▶ [What is asked]
Copy the data word for word, from its first line through the line that contains "M 473 26 L 499", including that line.

▶ [Given entries]

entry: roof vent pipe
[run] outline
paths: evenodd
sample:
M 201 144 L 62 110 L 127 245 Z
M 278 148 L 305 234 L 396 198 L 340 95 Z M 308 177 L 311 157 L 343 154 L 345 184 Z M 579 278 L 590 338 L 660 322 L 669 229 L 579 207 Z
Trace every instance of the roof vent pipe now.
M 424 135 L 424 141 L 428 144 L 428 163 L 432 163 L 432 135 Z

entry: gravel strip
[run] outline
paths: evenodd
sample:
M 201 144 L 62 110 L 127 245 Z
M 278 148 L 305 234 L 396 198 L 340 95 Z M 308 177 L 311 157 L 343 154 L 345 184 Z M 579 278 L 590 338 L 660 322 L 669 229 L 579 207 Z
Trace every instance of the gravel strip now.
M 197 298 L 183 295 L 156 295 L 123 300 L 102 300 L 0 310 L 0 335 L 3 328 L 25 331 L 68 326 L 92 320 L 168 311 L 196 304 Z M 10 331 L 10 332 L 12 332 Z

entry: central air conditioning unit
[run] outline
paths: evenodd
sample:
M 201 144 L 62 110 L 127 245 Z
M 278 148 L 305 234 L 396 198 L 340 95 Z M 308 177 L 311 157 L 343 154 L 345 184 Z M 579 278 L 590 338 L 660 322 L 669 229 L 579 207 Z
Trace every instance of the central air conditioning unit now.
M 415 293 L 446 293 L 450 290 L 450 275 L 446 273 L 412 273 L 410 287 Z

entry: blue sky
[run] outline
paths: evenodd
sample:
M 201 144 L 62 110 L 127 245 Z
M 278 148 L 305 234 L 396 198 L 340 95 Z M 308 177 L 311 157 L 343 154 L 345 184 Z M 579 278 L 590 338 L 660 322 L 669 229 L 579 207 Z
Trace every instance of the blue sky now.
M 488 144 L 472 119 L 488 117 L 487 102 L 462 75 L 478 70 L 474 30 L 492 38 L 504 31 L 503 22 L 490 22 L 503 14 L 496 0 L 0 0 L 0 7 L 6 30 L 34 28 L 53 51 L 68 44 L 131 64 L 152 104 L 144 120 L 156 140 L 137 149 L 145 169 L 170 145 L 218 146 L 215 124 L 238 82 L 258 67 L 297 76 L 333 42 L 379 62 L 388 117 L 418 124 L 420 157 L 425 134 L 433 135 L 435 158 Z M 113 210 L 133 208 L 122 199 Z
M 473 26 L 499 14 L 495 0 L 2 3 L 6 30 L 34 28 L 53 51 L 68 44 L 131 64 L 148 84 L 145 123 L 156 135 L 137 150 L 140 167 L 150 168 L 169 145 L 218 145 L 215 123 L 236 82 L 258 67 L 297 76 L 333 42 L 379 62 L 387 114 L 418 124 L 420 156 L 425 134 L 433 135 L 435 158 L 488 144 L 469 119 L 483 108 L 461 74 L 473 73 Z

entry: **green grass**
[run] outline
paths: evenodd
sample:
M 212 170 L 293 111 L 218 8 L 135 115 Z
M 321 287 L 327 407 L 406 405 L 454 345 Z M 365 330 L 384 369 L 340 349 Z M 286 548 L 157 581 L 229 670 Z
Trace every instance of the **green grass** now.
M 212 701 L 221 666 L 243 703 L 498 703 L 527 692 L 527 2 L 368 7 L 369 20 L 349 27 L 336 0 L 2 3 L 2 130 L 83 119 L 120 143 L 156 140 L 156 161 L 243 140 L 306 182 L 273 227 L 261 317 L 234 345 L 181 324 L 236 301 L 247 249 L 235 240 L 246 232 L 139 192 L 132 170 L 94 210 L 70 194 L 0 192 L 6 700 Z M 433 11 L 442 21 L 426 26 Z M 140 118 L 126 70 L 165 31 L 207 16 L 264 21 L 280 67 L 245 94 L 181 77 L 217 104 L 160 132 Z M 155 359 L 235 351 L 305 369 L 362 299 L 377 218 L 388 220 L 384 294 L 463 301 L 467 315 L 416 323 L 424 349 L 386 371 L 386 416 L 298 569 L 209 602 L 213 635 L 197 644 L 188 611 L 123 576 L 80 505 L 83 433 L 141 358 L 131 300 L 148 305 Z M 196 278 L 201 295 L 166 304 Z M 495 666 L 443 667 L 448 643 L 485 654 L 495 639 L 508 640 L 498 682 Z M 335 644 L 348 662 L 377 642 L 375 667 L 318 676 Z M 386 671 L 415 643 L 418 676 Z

▶ [Correct response]
entry: roof vent pipe
[run] outline
paths: evenodd
sample:
M 201 144 L 62 110 L 127 245 Z
M 278 148 L 305 234 L 396 198 L 340 95 Z M 308 177 L 311 157 L 343 154 L 345 184 Z M 579 278 L 590 338 L 660 322 L 669 229 L 579 207 Z
Trace every instance of the roof vent pipe now.
M 424 135 L 424 141 L 428 144 L 428 163 L 432 163 L 432 135 Z

entry: gravel strip
[run] outline
paths: evenodd
sample:
M 201 144 L 62 110 L 127 245 Z
M 278 148 L 305 234 L 396 198 L 340 95 Z M 308 177 L 311 157 L 343 154 L 345 184 Z M 579 278 L 590 338 L 660 322 L 669 229 L 579 207 Z
Trace every instance of the gravel strip now.
M 197 298 L 183 295 L 156 295 L 123 300 L 102 300 L 0 310 L 0 335 L 3 328 L 25 331 L 68 326 L 92 320 L 168 311 L 196 304 Z M 10 331 L 10 332 L 12 332 Z

entry: central air conditioning unit
[run] outline
paths: evenodd
sample:
M 201 144 L 62 110 L 127 245 Z
M 278 148 L 305 234 L 396 198 L 340 95 Z M 308 177 L 311 157 L 343 154 L 345 184 Z M 579 278 L 590 338 L 660 322 L 669 229 L 579 207 Z
Trace every instance of the central air conditioning unit now.
M 415 293 L 446 293 L 450 290 L 450 275 L 446 273 L 412 273 L 410 287 Z

entry: blue sky
[run] outline
paths: evenodd
sample:
M 201 144 L 62 110 L 127 245 Z
M 278 148 L 305 234 L 396 198 L 340 95 Z M 308 177 L 311 157 L 343 154 L 345 184 Z M 579 278 L 590 338 L 660 322 L 669 229 L 579 207 Z
Trace every instance of the blue sky now.
M 488 144 L 472 119 L 488 117 L 487 102 L 462 75 L 478 70 L 474 30 L 492 38 L 504 31 L 503 22 L 490 22 L 503 14 L 496 0 L 0 0 L 0 7 L 6 30 L 34 28 L 53 51 L 68 44 L 131 64 L 152 104 L 144 120 L 156 140 L 137 149 L 145 169 L 170 145 L 218 146 L 215 124 L 238 82 L 258 67 L 297 76 L 333 42 L 379 62 L 388 117 L 418 124 L 420 157 L 425 134 L 433 135 L 435 158 Z M 113 210 L 133 208 L 122 199 Z
M 473 26 L 499 14 L 495 0 L 2 3 L 6 30 L 34 28 L 53 51 L 68 44 L 131 64 L 148 84 L 145 123 L 156 135 L 137 150 L 140 167 L 150 168 L 169 145 L 218 145 L 215 123 L 236 82 L 258 67 L 297 76 L 333 42 L 379 62 L 387 114 L 418 124 L 420 156 L 425 134 L 433 135 L 435 158 L 488 144 L 469 119 L 483 108 L 461 74 L 473 73 Z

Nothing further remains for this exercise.